---------- WORKING DATA

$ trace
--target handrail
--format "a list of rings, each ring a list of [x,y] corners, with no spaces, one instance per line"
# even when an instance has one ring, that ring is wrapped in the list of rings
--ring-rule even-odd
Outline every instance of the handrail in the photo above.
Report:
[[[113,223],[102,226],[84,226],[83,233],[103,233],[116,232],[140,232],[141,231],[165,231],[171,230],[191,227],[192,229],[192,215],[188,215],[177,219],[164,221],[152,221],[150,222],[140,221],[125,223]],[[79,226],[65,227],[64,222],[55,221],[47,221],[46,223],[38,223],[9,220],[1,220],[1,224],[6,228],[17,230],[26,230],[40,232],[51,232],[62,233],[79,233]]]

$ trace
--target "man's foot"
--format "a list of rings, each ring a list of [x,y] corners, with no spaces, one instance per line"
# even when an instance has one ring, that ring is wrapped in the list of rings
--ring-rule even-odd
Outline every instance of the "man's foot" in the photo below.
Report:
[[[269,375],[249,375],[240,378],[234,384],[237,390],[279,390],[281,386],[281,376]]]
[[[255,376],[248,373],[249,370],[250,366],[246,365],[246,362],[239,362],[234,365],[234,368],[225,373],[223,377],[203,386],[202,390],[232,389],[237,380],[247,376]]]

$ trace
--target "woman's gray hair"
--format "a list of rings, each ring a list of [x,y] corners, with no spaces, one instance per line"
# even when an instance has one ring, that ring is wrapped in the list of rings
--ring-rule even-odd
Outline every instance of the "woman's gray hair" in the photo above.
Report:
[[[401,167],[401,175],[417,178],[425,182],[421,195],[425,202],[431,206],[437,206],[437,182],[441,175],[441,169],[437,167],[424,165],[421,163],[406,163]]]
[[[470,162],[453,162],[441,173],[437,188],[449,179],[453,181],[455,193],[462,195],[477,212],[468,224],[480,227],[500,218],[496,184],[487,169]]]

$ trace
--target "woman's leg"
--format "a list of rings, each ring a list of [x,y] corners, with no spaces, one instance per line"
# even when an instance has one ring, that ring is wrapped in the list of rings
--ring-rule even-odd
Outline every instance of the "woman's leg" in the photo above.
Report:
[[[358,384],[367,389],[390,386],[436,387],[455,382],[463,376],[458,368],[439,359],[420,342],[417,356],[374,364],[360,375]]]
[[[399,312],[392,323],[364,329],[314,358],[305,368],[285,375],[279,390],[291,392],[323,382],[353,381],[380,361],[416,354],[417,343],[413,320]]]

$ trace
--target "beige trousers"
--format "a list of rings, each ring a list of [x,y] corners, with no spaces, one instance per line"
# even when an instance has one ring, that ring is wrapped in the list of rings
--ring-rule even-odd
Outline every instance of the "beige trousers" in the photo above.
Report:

--------------------

* [OBJECTIVE] Count the lines of the data that contain the string "above". Reply with the number alone.

* [ANSWER TO THE PROBLEM] 4